* PROMPT *
Rename "detector" to "locator" in the entries from the first line through the line with "top-left (330, 174), bottom-right (342, 198)". Give back only those lines, otherwise unchanged.

[Entries from a dataset]
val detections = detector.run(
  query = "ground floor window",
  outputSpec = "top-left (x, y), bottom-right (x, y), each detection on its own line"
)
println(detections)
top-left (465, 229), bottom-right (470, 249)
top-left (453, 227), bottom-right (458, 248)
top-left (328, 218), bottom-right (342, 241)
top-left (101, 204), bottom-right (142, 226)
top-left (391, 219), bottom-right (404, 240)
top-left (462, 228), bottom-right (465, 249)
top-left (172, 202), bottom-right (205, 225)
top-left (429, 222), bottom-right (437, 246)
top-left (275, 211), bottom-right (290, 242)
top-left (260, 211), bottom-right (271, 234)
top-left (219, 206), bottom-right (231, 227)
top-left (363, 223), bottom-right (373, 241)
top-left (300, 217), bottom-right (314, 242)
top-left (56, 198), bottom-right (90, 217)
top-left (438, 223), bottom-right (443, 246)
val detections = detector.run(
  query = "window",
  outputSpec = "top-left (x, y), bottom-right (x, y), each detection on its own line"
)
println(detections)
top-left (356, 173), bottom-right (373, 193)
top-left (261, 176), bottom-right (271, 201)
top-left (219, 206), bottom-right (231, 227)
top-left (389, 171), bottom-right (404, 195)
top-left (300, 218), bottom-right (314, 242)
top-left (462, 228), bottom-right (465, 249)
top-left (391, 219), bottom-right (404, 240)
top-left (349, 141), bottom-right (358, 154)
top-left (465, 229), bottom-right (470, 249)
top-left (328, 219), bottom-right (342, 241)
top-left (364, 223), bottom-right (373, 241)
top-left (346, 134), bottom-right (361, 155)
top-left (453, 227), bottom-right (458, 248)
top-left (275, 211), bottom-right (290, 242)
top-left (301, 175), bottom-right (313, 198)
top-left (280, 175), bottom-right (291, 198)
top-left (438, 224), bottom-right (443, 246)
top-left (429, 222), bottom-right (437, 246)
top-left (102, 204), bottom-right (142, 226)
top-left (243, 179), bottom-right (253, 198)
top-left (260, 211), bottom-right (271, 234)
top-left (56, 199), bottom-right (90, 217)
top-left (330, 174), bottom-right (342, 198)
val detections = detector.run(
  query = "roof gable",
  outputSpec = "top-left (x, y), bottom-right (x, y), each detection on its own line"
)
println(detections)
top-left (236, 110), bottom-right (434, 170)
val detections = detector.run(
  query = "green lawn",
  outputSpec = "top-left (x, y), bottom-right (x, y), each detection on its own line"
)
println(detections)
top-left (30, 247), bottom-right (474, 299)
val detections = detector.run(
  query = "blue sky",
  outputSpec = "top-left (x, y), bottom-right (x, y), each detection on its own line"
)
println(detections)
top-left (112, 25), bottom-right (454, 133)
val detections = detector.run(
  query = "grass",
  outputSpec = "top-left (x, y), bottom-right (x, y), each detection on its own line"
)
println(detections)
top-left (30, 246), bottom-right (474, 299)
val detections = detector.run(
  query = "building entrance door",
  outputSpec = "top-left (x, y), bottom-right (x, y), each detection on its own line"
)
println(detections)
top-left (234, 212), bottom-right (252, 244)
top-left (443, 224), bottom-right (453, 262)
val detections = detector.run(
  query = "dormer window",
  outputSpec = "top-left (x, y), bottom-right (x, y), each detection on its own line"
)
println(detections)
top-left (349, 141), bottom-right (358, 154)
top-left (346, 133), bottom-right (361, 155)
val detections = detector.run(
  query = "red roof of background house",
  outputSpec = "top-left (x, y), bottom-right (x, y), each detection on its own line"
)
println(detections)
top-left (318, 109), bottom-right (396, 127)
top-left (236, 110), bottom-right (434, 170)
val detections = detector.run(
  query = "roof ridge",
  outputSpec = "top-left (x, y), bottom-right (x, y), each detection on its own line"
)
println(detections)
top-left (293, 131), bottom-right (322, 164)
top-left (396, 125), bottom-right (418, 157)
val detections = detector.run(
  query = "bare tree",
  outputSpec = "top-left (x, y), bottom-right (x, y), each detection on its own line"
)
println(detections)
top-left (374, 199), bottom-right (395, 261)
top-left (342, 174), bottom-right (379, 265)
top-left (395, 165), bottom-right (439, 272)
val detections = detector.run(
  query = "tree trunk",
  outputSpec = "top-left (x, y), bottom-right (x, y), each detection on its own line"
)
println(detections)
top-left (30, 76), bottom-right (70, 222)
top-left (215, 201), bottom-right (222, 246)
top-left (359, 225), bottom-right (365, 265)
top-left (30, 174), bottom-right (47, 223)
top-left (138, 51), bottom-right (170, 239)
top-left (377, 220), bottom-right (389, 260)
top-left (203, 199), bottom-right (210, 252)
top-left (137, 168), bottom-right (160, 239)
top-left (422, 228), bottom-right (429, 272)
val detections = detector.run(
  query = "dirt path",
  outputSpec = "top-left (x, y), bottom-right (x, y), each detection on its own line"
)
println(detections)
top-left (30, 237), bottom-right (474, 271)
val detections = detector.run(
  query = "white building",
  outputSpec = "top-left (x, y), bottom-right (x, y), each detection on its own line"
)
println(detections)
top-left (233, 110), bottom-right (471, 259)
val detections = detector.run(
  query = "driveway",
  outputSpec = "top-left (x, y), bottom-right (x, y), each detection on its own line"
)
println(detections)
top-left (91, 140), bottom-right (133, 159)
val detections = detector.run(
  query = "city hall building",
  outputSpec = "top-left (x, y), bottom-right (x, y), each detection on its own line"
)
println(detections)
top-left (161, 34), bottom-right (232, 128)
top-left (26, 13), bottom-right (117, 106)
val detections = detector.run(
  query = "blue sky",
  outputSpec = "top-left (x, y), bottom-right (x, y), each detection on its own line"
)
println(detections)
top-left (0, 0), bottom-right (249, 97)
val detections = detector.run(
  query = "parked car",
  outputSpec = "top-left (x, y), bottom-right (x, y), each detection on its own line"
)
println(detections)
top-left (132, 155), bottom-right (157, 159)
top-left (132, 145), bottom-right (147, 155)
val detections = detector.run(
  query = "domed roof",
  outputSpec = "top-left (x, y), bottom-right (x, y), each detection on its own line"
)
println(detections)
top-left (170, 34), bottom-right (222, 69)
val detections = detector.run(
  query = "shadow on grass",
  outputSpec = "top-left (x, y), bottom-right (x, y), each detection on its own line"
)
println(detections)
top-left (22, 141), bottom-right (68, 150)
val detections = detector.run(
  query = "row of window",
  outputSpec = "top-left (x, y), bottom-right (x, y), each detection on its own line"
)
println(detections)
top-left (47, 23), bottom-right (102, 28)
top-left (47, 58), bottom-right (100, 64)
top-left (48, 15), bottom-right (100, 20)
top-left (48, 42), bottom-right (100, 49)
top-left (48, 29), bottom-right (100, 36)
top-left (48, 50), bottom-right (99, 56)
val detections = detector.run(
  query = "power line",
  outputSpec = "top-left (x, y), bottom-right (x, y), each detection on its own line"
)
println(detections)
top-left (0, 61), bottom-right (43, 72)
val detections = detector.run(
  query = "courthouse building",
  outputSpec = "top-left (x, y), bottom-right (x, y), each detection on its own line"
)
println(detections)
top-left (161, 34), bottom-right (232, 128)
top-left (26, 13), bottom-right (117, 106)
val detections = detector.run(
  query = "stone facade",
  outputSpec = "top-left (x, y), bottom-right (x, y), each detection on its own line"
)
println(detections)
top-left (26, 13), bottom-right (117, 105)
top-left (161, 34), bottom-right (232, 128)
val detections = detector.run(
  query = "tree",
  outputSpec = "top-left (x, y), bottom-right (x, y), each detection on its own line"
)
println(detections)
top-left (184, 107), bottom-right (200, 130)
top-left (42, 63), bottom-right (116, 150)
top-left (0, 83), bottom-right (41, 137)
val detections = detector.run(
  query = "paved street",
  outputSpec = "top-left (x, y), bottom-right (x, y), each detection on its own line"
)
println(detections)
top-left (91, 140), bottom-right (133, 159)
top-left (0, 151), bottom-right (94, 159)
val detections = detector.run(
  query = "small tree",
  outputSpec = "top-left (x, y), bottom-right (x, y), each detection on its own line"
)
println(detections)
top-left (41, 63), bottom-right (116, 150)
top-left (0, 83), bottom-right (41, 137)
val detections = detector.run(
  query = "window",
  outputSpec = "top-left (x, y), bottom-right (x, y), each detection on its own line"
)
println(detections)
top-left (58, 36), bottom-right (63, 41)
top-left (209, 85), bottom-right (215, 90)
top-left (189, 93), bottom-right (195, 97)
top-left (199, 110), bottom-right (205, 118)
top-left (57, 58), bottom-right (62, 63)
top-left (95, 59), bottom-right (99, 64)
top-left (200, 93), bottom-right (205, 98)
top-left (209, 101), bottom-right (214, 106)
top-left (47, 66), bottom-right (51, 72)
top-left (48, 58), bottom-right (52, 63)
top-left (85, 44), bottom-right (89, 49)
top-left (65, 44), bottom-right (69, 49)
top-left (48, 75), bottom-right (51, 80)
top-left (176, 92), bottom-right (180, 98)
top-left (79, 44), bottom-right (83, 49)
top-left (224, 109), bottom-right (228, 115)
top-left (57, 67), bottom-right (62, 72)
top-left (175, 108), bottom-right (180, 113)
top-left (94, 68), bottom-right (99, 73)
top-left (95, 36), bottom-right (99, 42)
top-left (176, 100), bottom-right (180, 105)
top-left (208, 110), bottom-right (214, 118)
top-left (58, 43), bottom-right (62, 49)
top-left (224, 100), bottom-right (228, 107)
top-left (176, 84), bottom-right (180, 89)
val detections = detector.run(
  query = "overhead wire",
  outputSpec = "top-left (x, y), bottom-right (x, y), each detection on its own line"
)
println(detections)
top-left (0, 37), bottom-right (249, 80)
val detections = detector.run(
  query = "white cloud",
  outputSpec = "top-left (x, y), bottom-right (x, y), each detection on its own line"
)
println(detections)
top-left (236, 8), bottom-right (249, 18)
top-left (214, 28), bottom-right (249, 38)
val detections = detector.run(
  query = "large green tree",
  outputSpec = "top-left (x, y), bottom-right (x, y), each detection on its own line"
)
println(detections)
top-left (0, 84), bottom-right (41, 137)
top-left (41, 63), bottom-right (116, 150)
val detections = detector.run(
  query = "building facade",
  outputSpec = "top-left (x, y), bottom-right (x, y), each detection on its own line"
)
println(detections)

* FINISHED TASK *
val detections = locator.run(
  query = "ground floor window",
  outputSpec = "top-left (x, y), bottom-right (x, y), each detection on its own line"
)
println(detections)
top-left (465, 229), bottom-right (470, 249)
top-left (453, 227), bottom-right (458, 248)
top-left (328, 218), bottom-right (342, 241)
top-left (101, 204), bottom-right (142, 226)
top-left (391, 219), bottom-right (404, 240)
top-left (462, 228), bottom-right (465, 249)
top-left (172, 202), bottom-right (205, 225)
top-left (429, 222), bottom-right (437, 246)
top-left (275, 211), bottom-right (290, 242)
top-left (260, 211), bottom-right (271, 234)
top-left (219, 206), bottom-right (231, 227)
top-left (363, 223), bottom-right (373, 241)
top-left (300, 217), bottom-right (314, 242)
top-left (56, 198), bottom-right (90, 217)
top-left (438, 223), bottom-right (443, 246)
val detections = locator.run(
  query = "window",
  outputSpec = "top-left (x, y), bottom-right (x, y), each detection on its own line"
)
println(detections)
top-left (356, 173), bottom-right (373, 193)
top-left (261, 176), bottom-right (271, 201)
top-left (219, 206), bottom-right (231, 227)
top-left (389, 171), bottom-right (404, 195)
top-left (300, 218), bottom-right (314, 242)
top-left (462, 228), bottom-right (465, 249)
top-left (391, 219), bottom-right (404, 240)
top-left (349, 141), bottom-right (358, 154)
top-left (465, 229), bottom-right (470, 249)
top-left (328, 219), bottom-right (342, 241)
top-left (364, 223), bottom-right (373, 241)
top-left (346, 134), bottom-right (361, 155)
top-left (453, 227), bottom-right (458, 248)
top-left (275, 211), bottom-right (290, 242)
top-left (301, 175), bottom-right (313, 198)
top-left (280, 175), bottom-right (291, 198)
top-left (438, 224), bottom-right (443, 246)
top-left (429, 222), bottom-right (437, 246)
top-left (102, 204), bottom-right (142, 226)
top-left (243, 179), bottom-right (253, 198)
top-left (260, 211), bottom-right (271, 234)
top-left (56, 199), bottom-right (90, 217)
top-left (330, 174), bottom-right (342, 198)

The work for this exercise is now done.